SOURCE EXTRACT:
= = = = =

Best of luck on your hike. My wife is a recently diagnosed “brittle” Type 1 and she’s trying low carb and is having a hard time finding a trail diet. We thru-hiked the PCT together in '04, pre-diabetes.
Look at Whiteblaze.net and you’ll see at least one thread about diabetic trial diet.
As a non-diabetic, my concerns deal mainly with calories per unit weight. Assuming carbs are about 100 kcal/oz and fats about 200 kcal/oz, I shoot for a mix that gives about 130 to 140 kcal/oz. The ratio calculation is left to the interested hiker. That gives me about 2200 kcal/pound, or up to 4500 per day. I supplement that heavily with town food, of course.
I don’t even think about protein, even though I’m vegetarian. Much of my fat is cheese, nuts, and peanut butter. Much of my carbs are rolled oats. You eat enough calories of that stuff for a thru hike, you get body-builder levels of protein. You can do that on a diet of Snickers bars, too.

= = = = =

SUPPLIED ENTRIES:
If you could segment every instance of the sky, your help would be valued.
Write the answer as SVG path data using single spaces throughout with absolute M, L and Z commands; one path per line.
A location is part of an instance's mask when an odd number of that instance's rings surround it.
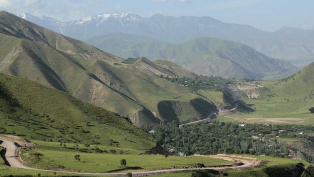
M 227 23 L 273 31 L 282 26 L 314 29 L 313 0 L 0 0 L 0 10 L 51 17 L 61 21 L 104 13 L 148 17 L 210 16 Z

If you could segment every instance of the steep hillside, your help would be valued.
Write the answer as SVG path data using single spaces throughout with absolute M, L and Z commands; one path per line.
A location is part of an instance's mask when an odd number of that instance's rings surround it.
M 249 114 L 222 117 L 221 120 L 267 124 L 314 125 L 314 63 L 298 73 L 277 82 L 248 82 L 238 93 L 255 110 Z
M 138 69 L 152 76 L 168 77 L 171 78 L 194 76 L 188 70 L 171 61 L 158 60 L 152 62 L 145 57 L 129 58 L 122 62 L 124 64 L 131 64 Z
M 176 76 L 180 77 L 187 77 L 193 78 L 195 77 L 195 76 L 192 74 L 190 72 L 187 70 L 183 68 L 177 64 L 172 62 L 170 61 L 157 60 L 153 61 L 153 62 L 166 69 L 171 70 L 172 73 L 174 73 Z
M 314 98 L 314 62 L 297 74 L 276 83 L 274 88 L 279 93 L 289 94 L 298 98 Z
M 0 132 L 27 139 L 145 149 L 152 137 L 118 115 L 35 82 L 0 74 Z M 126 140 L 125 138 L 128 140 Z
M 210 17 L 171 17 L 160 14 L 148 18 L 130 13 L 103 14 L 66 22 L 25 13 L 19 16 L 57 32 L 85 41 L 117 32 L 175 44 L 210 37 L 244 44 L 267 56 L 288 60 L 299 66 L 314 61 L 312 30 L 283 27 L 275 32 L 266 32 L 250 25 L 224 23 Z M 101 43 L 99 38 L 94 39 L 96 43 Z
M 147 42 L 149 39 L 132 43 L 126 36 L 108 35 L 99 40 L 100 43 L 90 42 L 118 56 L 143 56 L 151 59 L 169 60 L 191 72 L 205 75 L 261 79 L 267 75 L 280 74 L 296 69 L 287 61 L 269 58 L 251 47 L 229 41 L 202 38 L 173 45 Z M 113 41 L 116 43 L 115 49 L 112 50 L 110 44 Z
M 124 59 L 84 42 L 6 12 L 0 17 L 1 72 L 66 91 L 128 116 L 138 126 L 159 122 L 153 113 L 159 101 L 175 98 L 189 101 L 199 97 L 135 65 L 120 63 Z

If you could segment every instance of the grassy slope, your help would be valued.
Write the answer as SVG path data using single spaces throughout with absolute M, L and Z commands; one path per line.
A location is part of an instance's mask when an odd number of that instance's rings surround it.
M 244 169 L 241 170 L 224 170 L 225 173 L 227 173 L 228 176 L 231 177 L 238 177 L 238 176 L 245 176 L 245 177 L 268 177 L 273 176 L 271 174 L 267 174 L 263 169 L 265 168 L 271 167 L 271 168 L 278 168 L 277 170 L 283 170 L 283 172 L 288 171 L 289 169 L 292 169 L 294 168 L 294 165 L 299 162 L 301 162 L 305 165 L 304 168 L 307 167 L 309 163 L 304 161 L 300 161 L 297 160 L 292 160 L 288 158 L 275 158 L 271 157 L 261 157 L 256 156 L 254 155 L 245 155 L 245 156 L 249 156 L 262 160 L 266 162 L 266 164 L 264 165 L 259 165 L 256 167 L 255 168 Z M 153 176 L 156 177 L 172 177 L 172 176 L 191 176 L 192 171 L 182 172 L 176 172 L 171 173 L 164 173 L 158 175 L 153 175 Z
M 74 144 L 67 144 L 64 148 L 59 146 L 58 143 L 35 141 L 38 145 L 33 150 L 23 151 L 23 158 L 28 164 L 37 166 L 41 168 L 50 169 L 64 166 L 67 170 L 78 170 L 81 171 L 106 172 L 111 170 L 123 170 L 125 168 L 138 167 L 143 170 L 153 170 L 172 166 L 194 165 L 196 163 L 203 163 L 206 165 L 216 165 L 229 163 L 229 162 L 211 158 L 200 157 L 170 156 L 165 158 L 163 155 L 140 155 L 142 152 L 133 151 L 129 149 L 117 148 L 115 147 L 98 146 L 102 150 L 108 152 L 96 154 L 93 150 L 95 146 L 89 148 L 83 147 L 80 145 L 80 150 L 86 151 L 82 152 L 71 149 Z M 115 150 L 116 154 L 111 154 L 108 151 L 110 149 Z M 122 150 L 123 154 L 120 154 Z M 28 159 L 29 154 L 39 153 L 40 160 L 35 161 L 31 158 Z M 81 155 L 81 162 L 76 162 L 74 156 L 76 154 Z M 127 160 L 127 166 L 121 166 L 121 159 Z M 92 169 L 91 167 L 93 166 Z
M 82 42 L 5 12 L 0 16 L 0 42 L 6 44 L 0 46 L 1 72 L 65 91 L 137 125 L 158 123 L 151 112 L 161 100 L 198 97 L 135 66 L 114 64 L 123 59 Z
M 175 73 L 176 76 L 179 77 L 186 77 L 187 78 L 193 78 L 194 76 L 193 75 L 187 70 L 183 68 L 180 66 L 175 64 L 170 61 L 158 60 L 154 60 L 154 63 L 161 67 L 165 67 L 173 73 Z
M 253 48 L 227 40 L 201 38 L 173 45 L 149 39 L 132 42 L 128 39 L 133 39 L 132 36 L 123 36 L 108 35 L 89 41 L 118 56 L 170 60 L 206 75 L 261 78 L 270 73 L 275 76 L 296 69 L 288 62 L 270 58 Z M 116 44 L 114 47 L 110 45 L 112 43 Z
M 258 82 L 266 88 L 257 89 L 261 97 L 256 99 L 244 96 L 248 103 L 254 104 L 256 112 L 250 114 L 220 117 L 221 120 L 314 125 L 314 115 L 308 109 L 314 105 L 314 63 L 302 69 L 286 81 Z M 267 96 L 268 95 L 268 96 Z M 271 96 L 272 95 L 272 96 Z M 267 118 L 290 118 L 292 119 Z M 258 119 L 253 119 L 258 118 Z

= = = = =

WORK REQUEST 1: Write out the part of the trail diet comment from "Look at Whiteblaze.net" up to and including "Snickers bars, too.".
WORK REQUEST 2: Continue the trail diet comment from the point where it stops.

ANSWER AREA 1:
Look at Whiteblaze.net and you’ll see at least one thread about diabetic trial diet.
As a non-diabetic, my concerns deal mainly with calories per unit weight. Assuming carbs are about 100 kcal/oz and fats about 200 kcal/oz, I shoot for a mix that gives about 130 to 140 kcal/oz. The ratio calculation is left to the interested hiker. That gives me about 2200 kcal/pound, or up to 4500 per day. I supplement that heavily with town food, of course.
I don’t even think about protein, even though I’m vegetarian. Much of my fat is cheese, nuts, and peanut butter. Much of my carbs are rolled oats. You eat enough calories of that stuff for a thru hike, you get body-builder levels of protein. You can do that on a diet of Snickers bars, too.

ANSWER AREA 2:
I try to eat as much “real” food as I can. My “junk” foods are white flour tortillas and Wheat Thin crackers. I don’t buy sweetened, packaged products except the occasional Little Debbies brownies (and Ben and Jerry’s in town, of course). I try to carry something fresh every day, if just a carrot, stalk of celery or piece of fruit.
I buy as I go as much as possible. I didn’t do a single food drop on the AT. I also didn’t loose more than a couple of pounds on the AT, so it worked for me. (The PCT was tougher on me, but it was my first long hike.) I’m also stoveless, for what that’s worth.
I don’t know if any of this applies to your diet, but best of luck anyway.